#### TASKS FOR THIS EXERCISE:
A. In the documentation below on adding classifiers and query strategies, list every named parameter that appears before *args in the signature of new_query_strategy.
B. Translate this sentence from the documentation below on adding classifiers and query strategies into Spanish: "A query strategy is a protocol which evaluates the current state of the machine learning model and makes an informed decision about which objects should be included in the training sample."
C. Carry on the documentation below on adding classifiers and query strategies, starting right after its final line.

#### TEXT UNDER STUDY:
------------------------------------------------------------------------

You can check the current feature extraction tools for the Bazin parametrization at resspect.bazin module.

Add a new classifier

A new classifier should be warp in a function such as:

 1>>> def new_classifier(train_features, train_labels, test_features, *args):
 2>>>     """Random Forest classifier.
 3>>>
 4>>>     Parameters
 5>>>     ----------
 6>>>     train_features: np.array
 7>>>         Training sample features.
 8>>>     train_labels: np.array
 9>>>         Training sample classes.
10>>>     test_features: np.array
11>>>         Test sample features.
12>>>     ...
13>>>         ...
14>>>
15>>>    Returns
16>>>     -------
17>>>     predictions: np.array
18>>>         Predicted classes - 1 class per object.
19>>>     probabilities: np.array
20>>>         Classification probability for all objects, [pIa, pnon-Ia].
21>>>     """
22>>>
23>>>    #######################################
24>>>    #######  Do something     #############
25>>>    #######################################
26>>>
27>>>    return predictions, probabilities

The only classifier implemented at this point is a Random Forest and can be found at the resspect.classifiers module.

Important

Remember that in order to be effective in the active learning frame work a classifier should not be heavy on the required computational resources and must be sensitive to small changes in the training sample. Otherwise the evolution will be difficult to tackle.

Add a new query strategy

A query strategy is a protocol which evaluates the current state of the machine learning model and makes an informed decision about which objects should be included in the training sample.

This is very general, and the function can receive as input any information regarding the physical properties of the test and/or target samples and current classification results.

A minimum structure for such function would be:

 1>>> def new_query_strategy(class_prob, test_ids, queryable_ids, batch, *args):
 2>>>     """New query strategy.
 3>>>
 4>>>     Parameters
 5>>>     ----------
 6>>>     class_prob: np.array
 7>>>         Classification probability. One value per class per object.
 8>>>     test_ids: np.array
 9>>>         Set of ids for objects in the test sample.
10>>>     queryable_ids: np.array
11>>>         Set of ids for objects available for querying.

------------------------------------------------------------------------

#### PROVIDED MATERIAL:
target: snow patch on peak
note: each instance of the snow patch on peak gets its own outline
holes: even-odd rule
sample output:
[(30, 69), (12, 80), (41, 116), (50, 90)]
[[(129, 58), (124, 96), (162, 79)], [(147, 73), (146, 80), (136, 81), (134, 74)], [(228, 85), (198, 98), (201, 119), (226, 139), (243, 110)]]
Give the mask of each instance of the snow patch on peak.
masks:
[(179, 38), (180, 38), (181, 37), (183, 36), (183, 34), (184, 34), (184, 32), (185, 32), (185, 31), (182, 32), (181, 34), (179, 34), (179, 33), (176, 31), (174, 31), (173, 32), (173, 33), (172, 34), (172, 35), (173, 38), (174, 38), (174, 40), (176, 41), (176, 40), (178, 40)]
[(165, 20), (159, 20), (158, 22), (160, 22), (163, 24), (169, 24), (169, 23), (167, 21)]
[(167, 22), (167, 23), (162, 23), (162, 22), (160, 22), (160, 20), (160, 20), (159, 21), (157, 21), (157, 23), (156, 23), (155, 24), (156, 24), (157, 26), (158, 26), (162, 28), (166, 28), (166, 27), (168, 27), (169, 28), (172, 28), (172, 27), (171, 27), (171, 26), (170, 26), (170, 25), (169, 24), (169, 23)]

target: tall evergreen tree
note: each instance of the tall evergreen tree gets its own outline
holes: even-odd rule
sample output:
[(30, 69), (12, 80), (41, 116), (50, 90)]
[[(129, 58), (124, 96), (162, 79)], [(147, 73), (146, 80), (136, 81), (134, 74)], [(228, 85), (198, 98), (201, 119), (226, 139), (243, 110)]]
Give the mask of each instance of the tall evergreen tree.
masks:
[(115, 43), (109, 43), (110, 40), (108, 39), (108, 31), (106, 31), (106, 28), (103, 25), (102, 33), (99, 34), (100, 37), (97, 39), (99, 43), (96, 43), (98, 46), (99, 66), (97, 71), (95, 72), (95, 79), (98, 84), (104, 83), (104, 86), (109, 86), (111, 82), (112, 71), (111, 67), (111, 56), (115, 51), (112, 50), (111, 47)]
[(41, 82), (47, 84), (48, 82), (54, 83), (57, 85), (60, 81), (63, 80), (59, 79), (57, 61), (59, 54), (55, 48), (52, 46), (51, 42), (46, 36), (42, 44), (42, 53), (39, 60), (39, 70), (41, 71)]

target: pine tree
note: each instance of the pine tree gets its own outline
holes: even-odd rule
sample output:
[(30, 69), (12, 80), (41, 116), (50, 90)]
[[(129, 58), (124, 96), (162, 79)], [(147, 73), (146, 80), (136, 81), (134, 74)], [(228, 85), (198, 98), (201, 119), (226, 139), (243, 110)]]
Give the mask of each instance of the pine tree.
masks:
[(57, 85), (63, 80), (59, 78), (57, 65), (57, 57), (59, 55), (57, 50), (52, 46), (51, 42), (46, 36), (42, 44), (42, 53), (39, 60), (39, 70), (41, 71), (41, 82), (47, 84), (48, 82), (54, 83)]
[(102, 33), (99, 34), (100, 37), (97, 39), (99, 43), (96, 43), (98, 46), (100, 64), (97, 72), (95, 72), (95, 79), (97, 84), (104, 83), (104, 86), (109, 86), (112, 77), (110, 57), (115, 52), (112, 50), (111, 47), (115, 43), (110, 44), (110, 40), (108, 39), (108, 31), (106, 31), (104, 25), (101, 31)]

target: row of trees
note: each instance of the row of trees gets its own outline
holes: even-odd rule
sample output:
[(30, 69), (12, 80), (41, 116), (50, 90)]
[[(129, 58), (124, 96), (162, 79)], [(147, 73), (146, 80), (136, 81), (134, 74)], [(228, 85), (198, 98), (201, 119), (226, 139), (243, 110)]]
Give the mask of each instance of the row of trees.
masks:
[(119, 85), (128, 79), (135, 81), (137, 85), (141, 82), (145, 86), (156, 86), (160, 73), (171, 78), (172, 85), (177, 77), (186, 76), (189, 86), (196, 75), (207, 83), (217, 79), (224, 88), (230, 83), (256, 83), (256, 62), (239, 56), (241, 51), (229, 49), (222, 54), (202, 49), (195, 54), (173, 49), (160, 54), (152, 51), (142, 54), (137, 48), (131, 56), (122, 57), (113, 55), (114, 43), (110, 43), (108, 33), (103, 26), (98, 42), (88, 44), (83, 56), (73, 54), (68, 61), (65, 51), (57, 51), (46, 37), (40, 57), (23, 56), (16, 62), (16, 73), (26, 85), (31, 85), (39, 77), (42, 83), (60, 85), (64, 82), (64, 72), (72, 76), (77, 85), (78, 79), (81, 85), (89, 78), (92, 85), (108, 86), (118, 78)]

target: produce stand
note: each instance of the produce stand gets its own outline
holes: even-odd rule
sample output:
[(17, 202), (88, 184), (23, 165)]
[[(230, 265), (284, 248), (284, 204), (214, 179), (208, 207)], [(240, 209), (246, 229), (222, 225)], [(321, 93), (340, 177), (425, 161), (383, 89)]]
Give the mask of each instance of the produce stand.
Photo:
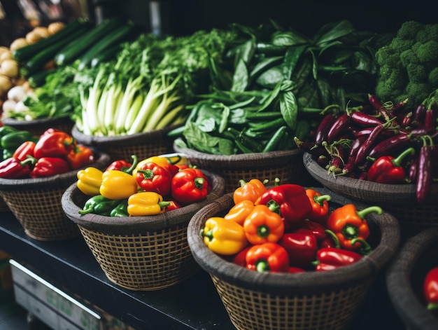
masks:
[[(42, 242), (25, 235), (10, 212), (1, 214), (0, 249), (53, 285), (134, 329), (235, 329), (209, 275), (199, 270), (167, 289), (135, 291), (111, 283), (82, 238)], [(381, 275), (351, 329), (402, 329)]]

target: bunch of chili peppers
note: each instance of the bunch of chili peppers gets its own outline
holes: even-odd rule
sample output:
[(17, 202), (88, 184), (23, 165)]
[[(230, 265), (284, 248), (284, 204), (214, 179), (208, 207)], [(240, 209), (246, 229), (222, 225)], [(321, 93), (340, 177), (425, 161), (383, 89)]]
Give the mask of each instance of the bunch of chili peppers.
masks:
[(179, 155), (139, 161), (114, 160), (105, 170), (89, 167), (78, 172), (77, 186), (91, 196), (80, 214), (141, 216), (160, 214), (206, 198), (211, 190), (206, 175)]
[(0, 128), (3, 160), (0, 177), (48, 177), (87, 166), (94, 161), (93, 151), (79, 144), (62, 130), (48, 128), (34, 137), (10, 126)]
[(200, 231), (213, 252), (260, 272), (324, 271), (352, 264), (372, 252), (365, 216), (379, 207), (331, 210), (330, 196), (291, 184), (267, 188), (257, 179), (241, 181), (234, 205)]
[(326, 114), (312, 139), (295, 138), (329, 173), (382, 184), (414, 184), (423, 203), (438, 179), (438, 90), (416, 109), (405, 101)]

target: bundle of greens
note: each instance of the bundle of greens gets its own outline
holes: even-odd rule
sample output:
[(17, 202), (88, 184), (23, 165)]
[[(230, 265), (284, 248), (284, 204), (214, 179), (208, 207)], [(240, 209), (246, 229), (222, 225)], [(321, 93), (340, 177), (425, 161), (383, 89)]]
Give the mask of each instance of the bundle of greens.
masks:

------------------------------------------------------------------------

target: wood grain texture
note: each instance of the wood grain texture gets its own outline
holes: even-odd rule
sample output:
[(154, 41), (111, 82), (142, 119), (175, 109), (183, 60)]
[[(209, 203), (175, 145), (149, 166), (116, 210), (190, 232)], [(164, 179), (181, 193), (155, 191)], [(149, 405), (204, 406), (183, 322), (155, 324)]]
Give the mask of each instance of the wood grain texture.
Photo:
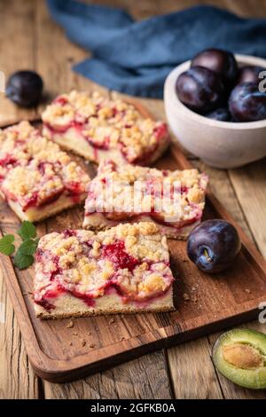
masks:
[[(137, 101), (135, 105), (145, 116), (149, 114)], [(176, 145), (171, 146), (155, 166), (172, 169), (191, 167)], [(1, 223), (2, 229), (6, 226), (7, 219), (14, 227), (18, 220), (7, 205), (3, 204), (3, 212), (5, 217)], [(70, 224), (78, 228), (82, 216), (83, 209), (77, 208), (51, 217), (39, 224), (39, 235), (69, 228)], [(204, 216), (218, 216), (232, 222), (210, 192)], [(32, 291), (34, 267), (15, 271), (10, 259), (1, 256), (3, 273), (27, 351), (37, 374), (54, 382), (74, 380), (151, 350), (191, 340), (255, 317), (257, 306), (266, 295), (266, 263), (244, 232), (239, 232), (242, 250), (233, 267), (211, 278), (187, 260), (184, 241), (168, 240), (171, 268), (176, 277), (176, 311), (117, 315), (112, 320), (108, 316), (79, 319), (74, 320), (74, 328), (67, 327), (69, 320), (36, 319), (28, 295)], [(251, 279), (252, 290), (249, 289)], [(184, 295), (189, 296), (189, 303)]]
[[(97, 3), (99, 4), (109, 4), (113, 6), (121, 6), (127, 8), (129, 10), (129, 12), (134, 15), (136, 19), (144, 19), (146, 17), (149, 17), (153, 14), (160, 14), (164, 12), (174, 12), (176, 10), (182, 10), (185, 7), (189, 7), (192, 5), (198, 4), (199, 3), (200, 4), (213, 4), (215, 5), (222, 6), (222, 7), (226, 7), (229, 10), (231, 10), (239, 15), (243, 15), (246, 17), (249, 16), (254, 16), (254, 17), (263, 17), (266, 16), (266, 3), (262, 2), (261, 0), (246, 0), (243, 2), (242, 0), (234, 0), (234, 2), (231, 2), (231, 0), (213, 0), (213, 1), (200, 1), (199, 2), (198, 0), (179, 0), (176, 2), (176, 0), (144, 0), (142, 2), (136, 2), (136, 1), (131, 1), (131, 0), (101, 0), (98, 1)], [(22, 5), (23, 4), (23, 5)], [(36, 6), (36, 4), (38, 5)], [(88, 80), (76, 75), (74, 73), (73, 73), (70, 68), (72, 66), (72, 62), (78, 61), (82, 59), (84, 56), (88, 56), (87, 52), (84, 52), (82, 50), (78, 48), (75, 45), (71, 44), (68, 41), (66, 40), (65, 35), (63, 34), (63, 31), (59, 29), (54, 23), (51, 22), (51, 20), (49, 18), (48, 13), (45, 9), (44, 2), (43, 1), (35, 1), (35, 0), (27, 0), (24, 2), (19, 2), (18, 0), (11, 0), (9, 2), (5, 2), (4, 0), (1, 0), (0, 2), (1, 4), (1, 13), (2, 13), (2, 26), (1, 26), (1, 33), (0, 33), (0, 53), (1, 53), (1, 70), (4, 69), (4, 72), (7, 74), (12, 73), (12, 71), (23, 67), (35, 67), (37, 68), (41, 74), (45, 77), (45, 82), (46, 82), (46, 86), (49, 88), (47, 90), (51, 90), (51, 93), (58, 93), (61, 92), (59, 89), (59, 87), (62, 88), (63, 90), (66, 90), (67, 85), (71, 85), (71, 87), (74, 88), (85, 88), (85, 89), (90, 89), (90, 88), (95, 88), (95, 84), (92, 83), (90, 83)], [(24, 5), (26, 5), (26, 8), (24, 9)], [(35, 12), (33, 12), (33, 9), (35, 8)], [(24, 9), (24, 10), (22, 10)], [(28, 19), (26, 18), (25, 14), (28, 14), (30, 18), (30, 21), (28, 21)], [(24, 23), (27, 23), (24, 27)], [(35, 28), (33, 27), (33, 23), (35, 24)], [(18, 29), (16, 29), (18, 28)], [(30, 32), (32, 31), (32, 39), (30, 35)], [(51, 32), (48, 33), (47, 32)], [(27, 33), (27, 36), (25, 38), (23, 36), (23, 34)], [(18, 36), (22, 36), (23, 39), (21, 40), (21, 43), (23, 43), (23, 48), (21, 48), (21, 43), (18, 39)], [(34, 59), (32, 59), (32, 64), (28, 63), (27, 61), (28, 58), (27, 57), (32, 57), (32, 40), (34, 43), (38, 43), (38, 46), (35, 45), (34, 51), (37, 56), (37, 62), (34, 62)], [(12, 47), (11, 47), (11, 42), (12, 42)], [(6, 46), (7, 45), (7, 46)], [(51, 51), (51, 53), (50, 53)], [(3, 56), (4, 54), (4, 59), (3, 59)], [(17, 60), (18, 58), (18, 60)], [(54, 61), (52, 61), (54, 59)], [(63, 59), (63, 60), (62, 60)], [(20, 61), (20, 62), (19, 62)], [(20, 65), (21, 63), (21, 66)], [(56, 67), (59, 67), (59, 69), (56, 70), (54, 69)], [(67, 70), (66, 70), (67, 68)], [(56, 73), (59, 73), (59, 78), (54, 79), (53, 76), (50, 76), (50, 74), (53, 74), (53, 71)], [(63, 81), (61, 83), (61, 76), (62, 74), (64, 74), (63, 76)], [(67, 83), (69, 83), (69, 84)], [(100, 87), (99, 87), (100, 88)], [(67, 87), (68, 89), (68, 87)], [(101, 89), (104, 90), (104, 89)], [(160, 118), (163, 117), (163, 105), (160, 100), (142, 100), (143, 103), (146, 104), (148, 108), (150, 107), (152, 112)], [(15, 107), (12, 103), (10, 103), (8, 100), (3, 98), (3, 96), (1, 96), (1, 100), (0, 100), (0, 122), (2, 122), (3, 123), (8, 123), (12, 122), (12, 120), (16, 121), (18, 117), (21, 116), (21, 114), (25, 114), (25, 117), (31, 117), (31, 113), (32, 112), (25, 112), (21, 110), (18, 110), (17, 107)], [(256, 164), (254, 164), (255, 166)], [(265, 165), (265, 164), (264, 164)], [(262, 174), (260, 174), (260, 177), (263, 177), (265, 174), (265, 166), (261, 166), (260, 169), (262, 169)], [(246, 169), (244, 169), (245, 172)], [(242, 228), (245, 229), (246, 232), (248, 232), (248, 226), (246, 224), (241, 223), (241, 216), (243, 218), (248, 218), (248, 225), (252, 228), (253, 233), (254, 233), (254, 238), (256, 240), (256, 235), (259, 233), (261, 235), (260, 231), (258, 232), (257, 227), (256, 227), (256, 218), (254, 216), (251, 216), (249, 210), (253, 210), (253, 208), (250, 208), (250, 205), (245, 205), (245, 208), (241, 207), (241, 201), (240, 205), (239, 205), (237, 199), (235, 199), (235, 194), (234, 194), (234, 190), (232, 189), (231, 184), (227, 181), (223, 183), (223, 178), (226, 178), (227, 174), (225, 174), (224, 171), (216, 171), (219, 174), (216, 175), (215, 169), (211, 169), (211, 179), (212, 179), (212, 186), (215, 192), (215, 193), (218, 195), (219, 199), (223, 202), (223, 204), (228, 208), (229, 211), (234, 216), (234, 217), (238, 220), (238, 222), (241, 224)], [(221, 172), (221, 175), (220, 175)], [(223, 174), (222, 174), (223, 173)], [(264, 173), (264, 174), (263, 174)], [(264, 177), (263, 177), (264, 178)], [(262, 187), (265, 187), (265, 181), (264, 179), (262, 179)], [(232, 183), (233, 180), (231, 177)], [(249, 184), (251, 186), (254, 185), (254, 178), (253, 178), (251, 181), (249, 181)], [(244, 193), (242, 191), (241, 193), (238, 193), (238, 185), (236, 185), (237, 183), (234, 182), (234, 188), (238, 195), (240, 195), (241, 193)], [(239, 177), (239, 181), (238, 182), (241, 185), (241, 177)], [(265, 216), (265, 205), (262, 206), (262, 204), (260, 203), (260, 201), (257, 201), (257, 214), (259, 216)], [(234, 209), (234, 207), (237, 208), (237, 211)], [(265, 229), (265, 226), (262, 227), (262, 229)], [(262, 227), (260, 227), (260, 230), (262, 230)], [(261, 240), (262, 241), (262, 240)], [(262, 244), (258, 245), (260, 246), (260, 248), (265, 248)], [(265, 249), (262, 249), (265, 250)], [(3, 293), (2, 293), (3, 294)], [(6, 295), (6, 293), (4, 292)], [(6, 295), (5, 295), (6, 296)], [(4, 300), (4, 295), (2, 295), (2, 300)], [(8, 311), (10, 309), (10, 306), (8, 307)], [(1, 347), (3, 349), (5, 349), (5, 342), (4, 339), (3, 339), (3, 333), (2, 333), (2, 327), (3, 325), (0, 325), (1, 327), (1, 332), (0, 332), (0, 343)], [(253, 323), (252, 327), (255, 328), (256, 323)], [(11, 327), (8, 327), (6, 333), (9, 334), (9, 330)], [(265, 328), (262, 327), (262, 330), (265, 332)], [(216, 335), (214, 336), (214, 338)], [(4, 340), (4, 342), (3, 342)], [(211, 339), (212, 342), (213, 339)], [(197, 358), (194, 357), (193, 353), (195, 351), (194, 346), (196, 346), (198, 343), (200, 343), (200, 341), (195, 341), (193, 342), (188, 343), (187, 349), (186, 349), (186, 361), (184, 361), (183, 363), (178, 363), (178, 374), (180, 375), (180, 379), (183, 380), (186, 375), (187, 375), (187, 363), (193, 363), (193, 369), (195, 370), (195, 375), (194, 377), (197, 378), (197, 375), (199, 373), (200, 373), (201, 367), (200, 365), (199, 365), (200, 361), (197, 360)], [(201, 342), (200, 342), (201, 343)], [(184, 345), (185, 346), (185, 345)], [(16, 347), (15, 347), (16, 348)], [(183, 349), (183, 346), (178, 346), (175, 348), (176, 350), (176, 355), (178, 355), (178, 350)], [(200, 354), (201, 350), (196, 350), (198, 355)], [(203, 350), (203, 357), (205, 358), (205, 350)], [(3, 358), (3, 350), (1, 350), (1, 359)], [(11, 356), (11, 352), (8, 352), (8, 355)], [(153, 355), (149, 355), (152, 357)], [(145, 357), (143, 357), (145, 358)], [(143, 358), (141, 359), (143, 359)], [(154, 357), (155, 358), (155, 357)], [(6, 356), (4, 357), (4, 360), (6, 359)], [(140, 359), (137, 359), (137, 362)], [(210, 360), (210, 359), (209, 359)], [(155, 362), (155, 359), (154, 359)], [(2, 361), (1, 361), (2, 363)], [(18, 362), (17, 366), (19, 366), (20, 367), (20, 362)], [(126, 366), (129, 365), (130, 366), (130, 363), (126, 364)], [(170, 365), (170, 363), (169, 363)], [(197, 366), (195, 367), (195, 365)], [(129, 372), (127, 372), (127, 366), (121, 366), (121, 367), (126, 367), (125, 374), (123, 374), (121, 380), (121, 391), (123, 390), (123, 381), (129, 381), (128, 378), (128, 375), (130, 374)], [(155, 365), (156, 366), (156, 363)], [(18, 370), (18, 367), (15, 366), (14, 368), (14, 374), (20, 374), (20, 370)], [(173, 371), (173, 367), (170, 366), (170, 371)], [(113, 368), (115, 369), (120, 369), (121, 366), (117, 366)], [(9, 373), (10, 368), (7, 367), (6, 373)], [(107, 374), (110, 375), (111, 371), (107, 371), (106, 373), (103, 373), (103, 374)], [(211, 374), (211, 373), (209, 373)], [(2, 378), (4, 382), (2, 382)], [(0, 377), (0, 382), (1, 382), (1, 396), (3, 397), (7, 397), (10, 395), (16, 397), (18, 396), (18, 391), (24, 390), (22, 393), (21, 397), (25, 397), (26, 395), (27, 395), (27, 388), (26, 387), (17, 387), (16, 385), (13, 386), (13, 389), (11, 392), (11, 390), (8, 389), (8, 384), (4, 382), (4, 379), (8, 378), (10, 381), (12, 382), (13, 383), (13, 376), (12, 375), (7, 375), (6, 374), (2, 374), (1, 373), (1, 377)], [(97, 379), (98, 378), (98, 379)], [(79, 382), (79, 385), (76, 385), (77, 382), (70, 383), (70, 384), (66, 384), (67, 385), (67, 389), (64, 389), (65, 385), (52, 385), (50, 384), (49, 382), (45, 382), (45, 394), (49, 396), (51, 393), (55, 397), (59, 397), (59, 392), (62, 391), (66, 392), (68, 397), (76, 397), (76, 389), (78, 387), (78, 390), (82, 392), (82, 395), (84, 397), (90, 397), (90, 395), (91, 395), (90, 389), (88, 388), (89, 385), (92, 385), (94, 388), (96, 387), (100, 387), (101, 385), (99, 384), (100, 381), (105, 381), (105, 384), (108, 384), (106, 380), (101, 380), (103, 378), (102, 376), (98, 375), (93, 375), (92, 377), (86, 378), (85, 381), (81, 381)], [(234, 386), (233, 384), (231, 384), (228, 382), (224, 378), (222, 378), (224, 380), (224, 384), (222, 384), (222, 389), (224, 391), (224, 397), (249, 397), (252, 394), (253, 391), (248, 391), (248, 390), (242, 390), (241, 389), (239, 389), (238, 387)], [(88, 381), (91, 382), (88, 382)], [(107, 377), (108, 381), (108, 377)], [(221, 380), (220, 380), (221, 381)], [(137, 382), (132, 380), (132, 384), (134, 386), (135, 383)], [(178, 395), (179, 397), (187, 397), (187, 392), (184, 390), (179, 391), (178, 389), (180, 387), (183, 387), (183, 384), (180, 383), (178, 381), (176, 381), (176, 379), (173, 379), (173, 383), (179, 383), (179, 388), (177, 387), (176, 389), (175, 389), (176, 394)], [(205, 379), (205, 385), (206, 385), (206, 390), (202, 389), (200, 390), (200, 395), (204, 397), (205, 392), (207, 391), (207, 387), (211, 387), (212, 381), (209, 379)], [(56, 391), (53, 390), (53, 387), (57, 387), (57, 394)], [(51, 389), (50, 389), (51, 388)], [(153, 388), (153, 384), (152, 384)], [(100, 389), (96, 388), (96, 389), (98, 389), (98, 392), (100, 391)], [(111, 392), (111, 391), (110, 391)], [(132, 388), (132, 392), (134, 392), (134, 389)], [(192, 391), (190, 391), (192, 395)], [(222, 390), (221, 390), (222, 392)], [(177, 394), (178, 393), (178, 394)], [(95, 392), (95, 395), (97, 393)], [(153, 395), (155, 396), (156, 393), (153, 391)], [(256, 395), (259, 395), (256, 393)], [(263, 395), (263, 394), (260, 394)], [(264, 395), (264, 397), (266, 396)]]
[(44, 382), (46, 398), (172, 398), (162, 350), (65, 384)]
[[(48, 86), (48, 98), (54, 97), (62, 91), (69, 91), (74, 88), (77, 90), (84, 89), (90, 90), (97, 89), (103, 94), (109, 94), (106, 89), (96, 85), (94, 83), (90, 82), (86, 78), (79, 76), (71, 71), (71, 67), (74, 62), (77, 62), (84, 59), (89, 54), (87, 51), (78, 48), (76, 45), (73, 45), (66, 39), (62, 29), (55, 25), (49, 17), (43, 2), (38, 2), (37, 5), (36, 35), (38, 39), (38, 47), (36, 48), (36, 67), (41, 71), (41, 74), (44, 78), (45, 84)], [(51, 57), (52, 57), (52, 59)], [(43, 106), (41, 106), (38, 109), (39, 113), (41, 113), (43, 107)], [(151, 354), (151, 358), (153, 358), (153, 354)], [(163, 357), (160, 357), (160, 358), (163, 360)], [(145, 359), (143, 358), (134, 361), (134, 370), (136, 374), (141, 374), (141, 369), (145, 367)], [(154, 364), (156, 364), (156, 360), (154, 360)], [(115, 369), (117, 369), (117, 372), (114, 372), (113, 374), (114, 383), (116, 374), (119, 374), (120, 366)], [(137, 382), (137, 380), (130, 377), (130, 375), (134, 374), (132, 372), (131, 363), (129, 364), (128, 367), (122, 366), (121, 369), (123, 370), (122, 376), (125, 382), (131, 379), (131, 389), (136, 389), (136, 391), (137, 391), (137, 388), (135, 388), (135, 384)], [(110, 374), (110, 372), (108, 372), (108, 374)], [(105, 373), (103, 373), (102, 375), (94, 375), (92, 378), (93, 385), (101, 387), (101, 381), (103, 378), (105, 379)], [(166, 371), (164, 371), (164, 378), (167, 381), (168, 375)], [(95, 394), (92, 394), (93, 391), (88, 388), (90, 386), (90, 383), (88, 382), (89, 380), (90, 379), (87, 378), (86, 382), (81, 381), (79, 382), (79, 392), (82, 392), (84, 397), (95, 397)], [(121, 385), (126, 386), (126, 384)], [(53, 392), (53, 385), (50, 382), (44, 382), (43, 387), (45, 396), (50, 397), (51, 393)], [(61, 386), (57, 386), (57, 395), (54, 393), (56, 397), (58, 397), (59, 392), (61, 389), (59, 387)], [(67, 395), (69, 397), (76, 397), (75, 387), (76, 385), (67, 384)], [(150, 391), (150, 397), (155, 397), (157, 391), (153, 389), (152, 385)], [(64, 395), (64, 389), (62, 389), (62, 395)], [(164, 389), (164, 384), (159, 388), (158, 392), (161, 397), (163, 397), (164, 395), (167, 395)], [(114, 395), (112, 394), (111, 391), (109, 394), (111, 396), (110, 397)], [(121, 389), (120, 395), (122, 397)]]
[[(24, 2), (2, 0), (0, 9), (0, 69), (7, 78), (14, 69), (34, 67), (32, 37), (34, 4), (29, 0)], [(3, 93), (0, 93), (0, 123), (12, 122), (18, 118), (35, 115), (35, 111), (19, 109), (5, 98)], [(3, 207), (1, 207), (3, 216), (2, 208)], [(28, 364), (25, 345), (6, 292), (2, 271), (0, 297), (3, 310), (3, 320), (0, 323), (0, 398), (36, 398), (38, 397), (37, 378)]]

------------------------------------------------------------------------

#### SOLVED TASKS:
A. class_prob, test_ids, queryable_ids, batch

B. Una estrategia de consulta es un protocolo que evalúa el estado actual del modelo de aprendizaje automático y toma una decisión informada sobre qué objetos deben incluirse en la muestra de entrenamiento.

C.
12>>>     batch: int
13>>>         Number of objects to be chosen in each batch query.
14>>>     ...
15>>>         ...
16>>>
17>>>     Returns
18>>>     -------
19>>>     query_indx: list
20>>>         List of indexes identifying the objects from the test sample
21>>>         to be queried in decreasing order of importance.
22>>>     """
23>>>
24>>>        ############################################
25>>>        #####   Do something              ##########
26>>>        ############################################
27>>>
28>>>     return list of indexes of size batch

The current available strategies are Passive Learning (or Random Sampling) and Uncertainty Sampling. Both can be scrutinized at the :py:mod:resspect.`query_strategies` module.

Add a new diagnostic metric

Beyond the criteria for choosing an object to be queried one could also think about the possibility to test different metrics to evaluate the performance of the classifier at each learning loop.

A new diagnostic metrics can then be provided in the form:

 1>>> def new_metric(label_pred: list, label_true: list, ia_flag, *args):
 2>>>     """Calculate efficiency.
 3>>>
 4>>>     Parameters
 5>>>     ----------
 6>>>     label_pred: list
 7>>>         Predicted labels
 8>>>     label_true: list
 9>>>         True labels
10>>>     ia_flag: number, symbol
11>>>         Flag used to identify Ia objects.
12>>>     ...
13>>>         ...
14>>>
15>>>     Returns
16>>>     -------
17>>>     a number or set of numbers
18>>>         Tells us how good the fit was.
19>>>     """
20>>>
21>>>     ###########################################
22>>>     #####  Do something !    ##################
23>>>     ###########################################
24>>>
25>>>     return a number or set of numbers

The currently implemented diagnostic metrics are those used in the SNPCC (Kessler et al., 2009) and can be found at the resspect.metrics module.